### EXCERPT
Start of Block

# Maltodextrin In Beersmith?



## BjornJ (28/8/09)

I was playing around with a recipe in beersmith the other night and aiming for a light american lager "type" to get a light bodied, low alcohol beer.

Playing around with the recipe I thought it was quite low FG so I thought I could add maltodextrin to add body without increasing the alcohol levels.

But choosing "add Misc" and adding maltodextrin does not change FG?
Adding 0.2 kg or 200 kg has no effect.

Is there another way I should do this in beersmith?

thanks
Bjorn


----------



## buttersd70 (28/8/09)

Bjorn,
Beersmith doesnt' take into account any ingredients fermentability (or lack of it) in its predicted FG. It bases it's prediction soley on OG, and the "average" attenuation of the specified yeast. 

Further, from the point of an AG brewer, it doesnt' take into account the fermentability of an AG wort based on grist composition or mash schedule, either.

For the purposes of adding non fermentable adjuncts, such as maltodextrine, or lactose, check the OG and predicted FG of the recipe _without _it, then add it into the recipe and check the change in the OG....then add the extra gravity points it contributes to the FG that was predicted _without _it, and take that as your predicted FG. Although, the fg will of course vary based on many factors, so it should be taken with a *big *pinch of salt.

End of Block

### SUPPLIED RECORDS

Start of Block

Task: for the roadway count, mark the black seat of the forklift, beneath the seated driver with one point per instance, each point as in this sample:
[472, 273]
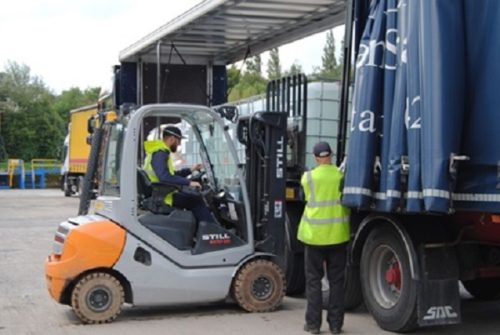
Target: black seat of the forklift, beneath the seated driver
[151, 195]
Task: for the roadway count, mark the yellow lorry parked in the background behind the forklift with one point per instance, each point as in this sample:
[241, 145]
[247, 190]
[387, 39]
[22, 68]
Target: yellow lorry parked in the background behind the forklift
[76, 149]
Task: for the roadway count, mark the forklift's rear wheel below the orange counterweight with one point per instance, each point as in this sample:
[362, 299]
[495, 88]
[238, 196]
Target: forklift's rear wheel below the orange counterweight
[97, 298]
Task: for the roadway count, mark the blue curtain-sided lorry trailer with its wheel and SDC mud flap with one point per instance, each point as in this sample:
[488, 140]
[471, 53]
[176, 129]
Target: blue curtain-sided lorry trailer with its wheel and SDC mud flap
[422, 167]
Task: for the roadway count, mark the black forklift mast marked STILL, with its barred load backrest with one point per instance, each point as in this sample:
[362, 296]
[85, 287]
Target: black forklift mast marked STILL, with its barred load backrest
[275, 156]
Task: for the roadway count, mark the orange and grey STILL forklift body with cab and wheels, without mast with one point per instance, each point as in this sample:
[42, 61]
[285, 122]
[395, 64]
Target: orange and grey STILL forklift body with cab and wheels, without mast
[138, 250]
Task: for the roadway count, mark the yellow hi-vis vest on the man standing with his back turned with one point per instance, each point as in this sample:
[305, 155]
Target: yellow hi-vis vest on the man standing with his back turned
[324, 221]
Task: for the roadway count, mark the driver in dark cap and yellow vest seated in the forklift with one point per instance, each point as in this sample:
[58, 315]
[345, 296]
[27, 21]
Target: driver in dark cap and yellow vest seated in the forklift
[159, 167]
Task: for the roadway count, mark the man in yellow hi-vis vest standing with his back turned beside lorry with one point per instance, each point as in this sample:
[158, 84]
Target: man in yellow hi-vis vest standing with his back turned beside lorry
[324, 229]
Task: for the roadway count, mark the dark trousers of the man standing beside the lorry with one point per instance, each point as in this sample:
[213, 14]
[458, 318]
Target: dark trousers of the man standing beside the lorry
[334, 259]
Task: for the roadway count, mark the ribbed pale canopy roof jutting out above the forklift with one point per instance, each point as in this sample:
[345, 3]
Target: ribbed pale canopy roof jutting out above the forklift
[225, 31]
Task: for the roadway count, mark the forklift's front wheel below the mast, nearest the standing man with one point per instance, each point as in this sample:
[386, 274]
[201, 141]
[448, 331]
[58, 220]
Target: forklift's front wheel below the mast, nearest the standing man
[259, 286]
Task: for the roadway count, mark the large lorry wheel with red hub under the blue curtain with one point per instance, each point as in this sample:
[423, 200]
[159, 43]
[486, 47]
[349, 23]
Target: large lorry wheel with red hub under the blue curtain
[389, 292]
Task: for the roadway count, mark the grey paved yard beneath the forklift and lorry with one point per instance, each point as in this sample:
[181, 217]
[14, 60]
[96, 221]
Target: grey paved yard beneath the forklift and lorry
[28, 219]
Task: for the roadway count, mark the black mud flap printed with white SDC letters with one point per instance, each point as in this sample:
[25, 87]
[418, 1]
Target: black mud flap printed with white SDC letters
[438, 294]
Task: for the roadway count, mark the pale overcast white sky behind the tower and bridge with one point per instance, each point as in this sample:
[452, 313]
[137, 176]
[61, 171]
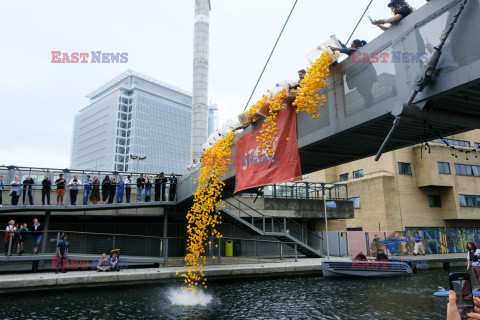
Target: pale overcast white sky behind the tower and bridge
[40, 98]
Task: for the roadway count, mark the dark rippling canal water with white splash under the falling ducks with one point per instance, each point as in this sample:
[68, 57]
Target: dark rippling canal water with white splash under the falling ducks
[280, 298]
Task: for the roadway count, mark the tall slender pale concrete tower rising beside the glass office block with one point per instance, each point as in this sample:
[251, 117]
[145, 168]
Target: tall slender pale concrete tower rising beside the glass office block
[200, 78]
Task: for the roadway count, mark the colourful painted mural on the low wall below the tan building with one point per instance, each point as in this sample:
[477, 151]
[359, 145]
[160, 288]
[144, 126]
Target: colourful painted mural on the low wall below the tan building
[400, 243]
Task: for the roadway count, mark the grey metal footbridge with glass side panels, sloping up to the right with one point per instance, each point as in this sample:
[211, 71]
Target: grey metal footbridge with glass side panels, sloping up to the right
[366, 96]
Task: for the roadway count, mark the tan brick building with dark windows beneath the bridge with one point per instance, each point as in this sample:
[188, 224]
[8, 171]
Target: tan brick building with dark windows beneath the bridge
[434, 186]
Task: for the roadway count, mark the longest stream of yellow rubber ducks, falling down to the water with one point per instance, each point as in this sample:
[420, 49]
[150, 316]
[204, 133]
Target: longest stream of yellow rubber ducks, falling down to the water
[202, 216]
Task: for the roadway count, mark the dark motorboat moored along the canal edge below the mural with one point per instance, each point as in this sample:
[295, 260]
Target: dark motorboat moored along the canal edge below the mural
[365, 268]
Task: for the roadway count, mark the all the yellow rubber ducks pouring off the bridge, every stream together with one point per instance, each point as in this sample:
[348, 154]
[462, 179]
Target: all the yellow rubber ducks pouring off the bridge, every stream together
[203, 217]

End of Block

### YOUR TASK
Reproduce word for word the part of the forum thread on maltodextrin in Beersmith from "Playing around with the" up to and including "not change FG?".

### TASK SOLUTION
Playing around with the recipe I thought it was quite low FG so I thought I could add maltodextrin to add body without increasing the alcohol levels.

But choosing "add Misc" and adding maltodextrin does not change FG?